ほくと五稜郭殺人事件 トリック狂殺人事件 波濤の牙

ほくと五稜郭殺人事件、中津文彦。さすらい署長風間昭平と云うシリーズ。
署長が謎を解くのは初めて読みました。事件そのものよりも幕末に榎本たちが箱館に持ち込んだ幕府の18万両が函館湾に沈められていると云う伝説をもとに詐欺師が登場するところが面白いです。埋蔵金話はわくわくするものがあるな、土方さんを凄く良く書いてあるのもうれしいですねー。
被害者の市橋隆明は良くない人格の人間として描かれているんですが、彼の境遇を考えると可哀想な気がするな。母親が病気で入院していて寂しいところに、母の死後父親が浮気してしかもその相手が母が入院していた病院の看護婦で、子供までいるので、浮気相手や父親を良く思えないのは当然のような気がする。話は浮気相手の方から書かれているので、隆明が悪い奴に描かれているのですが。と云うか酷い奴なんですが・・・。

問題の詳細: 本文の「ほくと五稜郭殺人事件 トリック狂殺人事件 波濤の牙」から「てあるのもうれしいですねー。」までを、「詐欺師」を「泥棒」に入れ替えて書き写すこと。

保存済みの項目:
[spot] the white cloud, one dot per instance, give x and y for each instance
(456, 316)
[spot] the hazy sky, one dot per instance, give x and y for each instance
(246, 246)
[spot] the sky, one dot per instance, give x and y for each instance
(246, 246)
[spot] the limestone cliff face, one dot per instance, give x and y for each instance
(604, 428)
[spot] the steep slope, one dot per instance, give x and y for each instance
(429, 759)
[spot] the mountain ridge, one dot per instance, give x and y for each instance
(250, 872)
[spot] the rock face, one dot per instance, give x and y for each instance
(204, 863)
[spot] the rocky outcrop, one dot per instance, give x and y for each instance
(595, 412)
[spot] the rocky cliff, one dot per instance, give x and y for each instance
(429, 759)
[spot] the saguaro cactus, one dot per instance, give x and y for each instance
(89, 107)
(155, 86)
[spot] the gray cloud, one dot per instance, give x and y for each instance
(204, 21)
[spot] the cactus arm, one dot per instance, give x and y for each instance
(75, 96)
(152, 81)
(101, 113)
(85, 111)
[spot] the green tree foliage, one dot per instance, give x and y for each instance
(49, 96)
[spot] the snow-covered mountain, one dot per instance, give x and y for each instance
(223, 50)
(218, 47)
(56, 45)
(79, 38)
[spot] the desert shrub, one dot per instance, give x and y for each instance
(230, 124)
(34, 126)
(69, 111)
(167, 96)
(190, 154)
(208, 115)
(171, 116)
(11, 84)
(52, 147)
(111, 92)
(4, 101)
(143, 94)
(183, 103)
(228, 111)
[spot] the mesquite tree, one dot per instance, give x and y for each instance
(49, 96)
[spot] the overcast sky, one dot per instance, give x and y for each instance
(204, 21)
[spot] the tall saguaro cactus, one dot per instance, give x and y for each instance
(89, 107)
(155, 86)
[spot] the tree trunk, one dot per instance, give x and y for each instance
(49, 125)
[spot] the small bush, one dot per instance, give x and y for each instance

記述解答:
ほくと五稜郭殺人事件 トリック狂殺人事件 波濤の牙

ほくと五稜郭殺人事件、中津文彦。さすらい署長風間昭平と云うシリーズ。
署長が謎を解くのは初めて読みました。事件そのものよりも幕末に榎本たちが箱館に持ち込んだ幕府の18万両が函館湾に沈められていると云う伝説をもとに泥棒が登場するところが面白いです。埋蔵金話はわくわくするものがあるな、土方さんを凄く良く書いてあるのもうれしいですねー。